** Start PROVIDED RECORDS **
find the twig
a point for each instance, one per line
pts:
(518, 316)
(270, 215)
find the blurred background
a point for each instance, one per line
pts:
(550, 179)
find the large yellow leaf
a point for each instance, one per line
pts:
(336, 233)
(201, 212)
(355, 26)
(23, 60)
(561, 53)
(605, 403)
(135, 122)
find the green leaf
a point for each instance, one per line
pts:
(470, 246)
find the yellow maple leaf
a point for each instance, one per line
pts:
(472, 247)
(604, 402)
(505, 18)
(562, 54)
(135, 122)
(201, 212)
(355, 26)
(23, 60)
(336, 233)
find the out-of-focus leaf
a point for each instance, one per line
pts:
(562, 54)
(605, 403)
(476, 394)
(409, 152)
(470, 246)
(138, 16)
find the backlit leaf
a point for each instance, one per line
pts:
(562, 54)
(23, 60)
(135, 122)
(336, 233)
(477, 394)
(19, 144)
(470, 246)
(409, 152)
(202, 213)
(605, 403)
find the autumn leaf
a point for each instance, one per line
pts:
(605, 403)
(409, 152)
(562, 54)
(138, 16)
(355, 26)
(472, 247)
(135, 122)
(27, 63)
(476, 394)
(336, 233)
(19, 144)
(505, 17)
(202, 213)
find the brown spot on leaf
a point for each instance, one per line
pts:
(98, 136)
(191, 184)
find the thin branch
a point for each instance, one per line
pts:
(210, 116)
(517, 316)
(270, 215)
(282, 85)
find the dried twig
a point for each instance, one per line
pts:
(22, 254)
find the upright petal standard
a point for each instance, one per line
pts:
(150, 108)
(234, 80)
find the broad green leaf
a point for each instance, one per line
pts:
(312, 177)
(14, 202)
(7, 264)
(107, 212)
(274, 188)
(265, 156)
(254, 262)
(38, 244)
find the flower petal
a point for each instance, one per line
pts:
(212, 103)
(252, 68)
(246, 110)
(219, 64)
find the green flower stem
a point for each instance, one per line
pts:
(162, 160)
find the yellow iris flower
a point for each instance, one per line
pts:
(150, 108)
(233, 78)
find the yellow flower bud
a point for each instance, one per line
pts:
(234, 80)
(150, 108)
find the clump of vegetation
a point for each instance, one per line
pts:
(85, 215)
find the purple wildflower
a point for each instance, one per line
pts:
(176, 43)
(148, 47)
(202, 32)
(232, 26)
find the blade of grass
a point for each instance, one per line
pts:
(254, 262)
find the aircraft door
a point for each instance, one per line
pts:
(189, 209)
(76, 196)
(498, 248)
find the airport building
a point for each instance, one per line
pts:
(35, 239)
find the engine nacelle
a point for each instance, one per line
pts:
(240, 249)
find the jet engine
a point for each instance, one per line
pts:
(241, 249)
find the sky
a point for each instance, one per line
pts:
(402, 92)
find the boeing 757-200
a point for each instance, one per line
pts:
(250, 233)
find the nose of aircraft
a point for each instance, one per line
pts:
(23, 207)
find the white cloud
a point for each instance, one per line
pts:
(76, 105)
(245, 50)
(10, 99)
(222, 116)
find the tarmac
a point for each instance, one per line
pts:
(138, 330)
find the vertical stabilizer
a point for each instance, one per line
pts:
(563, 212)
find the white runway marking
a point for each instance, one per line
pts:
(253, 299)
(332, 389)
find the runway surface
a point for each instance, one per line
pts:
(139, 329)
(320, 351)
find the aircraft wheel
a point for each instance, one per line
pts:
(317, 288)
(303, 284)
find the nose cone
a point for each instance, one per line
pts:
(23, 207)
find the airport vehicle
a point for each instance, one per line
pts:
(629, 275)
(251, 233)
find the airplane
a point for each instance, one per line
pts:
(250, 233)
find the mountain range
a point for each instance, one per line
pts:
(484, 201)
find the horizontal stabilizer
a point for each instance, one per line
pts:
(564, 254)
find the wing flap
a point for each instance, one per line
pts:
** End PROVIDED RECORDS **
** Start PROVIDED RECORDS **
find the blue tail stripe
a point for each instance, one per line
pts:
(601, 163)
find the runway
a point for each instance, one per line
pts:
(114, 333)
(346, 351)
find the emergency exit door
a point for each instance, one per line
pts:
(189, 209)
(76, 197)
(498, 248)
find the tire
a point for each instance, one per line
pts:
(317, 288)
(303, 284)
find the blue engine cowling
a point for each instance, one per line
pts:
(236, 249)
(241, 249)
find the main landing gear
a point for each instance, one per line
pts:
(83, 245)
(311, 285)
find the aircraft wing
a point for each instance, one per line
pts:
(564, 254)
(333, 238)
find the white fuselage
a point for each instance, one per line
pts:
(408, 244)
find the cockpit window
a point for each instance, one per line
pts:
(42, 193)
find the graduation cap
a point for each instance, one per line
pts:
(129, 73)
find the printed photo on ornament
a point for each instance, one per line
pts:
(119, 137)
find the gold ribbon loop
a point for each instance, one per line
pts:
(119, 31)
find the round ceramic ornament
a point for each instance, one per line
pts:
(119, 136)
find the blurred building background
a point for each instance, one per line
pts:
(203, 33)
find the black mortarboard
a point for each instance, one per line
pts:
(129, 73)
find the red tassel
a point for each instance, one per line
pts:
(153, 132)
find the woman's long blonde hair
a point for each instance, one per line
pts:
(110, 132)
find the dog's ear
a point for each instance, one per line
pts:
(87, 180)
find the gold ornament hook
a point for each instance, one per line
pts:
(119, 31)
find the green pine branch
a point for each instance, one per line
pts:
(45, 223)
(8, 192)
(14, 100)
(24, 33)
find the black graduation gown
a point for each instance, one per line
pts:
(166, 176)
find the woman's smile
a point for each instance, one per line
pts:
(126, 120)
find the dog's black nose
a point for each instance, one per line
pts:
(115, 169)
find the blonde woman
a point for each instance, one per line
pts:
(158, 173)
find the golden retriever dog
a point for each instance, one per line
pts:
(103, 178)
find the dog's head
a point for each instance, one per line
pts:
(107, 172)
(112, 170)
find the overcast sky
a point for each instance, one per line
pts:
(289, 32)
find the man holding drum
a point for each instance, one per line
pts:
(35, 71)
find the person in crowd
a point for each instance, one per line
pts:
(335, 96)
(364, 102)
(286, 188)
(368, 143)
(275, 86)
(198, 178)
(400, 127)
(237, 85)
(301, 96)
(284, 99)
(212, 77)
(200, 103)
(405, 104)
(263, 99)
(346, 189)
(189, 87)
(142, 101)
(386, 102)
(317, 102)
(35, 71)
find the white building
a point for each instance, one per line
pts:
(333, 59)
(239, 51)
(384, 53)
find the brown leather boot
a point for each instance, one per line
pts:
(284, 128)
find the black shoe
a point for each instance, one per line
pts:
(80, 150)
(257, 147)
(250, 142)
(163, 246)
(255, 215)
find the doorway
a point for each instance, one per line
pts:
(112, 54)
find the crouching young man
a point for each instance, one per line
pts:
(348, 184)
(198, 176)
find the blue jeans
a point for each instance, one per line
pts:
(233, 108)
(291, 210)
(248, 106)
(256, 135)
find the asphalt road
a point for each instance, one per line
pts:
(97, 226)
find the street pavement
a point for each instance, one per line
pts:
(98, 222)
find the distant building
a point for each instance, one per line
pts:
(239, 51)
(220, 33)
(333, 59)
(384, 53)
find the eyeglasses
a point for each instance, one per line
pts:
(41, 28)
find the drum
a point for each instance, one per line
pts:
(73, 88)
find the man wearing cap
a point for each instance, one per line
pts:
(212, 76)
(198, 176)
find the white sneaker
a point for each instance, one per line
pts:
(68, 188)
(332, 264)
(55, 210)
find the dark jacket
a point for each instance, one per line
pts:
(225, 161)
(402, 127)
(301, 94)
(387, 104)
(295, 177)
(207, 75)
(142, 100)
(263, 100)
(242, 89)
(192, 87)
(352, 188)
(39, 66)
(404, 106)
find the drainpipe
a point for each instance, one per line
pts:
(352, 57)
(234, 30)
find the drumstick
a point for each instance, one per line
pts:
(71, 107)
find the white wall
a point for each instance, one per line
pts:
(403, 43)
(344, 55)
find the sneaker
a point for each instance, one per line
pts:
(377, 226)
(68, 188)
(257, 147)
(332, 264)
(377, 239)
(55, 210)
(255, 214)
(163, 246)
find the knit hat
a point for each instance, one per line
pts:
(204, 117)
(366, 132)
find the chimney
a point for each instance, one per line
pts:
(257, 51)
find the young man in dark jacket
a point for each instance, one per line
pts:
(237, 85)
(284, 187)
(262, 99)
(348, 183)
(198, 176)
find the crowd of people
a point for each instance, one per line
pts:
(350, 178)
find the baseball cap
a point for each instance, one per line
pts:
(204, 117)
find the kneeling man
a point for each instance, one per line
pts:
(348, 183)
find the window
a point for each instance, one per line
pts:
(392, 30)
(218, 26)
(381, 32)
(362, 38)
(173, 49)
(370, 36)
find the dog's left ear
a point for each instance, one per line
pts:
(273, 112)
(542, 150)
** End PROVIDED RECORDS **
** Start PROVIDED RECORDS **
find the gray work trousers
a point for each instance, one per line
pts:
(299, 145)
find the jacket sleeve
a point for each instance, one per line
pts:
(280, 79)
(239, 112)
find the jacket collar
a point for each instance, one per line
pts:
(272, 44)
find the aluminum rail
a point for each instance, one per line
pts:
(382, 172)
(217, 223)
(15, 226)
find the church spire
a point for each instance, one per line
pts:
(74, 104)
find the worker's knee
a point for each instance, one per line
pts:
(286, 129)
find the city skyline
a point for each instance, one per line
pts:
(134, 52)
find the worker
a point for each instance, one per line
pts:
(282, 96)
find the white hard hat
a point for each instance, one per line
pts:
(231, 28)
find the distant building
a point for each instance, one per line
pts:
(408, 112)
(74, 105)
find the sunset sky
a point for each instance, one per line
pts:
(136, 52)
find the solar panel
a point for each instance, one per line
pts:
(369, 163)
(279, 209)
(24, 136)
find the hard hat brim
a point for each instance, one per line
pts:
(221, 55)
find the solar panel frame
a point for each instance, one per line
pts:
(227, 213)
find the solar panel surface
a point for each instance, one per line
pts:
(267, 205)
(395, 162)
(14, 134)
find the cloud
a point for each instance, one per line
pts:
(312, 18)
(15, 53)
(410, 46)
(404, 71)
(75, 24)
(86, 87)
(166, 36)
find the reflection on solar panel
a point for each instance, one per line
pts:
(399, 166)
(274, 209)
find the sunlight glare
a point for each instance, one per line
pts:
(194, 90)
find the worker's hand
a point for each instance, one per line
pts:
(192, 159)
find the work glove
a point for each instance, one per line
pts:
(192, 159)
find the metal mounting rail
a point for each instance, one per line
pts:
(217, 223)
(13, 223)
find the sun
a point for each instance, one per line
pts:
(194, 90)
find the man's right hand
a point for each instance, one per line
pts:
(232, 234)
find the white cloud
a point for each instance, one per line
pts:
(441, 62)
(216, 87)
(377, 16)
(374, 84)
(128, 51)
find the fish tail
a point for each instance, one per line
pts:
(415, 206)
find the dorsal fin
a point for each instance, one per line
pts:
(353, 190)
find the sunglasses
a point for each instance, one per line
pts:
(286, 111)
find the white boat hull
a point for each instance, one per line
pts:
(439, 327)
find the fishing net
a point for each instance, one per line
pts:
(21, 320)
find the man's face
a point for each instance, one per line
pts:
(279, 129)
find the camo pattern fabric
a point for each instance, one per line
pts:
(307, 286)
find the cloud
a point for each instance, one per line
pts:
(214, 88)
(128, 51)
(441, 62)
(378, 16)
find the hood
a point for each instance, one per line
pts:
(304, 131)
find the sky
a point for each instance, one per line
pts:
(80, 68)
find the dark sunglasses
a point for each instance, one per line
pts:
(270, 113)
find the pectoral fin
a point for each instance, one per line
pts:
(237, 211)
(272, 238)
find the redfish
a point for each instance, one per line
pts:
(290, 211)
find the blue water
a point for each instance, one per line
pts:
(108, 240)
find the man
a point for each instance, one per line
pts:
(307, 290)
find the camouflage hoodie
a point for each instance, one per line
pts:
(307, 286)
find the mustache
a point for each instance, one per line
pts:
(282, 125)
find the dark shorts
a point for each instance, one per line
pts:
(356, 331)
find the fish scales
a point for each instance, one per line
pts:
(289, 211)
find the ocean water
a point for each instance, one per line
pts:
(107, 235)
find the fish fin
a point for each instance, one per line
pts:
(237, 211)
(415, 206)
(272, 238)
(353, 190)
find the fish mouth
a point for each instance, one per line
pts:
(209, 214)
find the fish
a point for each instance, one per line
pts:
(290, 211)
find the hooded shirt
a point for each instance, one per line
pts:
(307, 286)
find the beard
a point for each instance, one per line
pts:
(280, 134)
** End PROVIDED RECORDS **
**STATED GOAL**
Please pick out every line in the entries above that contains the string "blurred", copying each one in full. Case counts.

**RESULT OF THIS TASK**
find the blurred background
find the blurred building background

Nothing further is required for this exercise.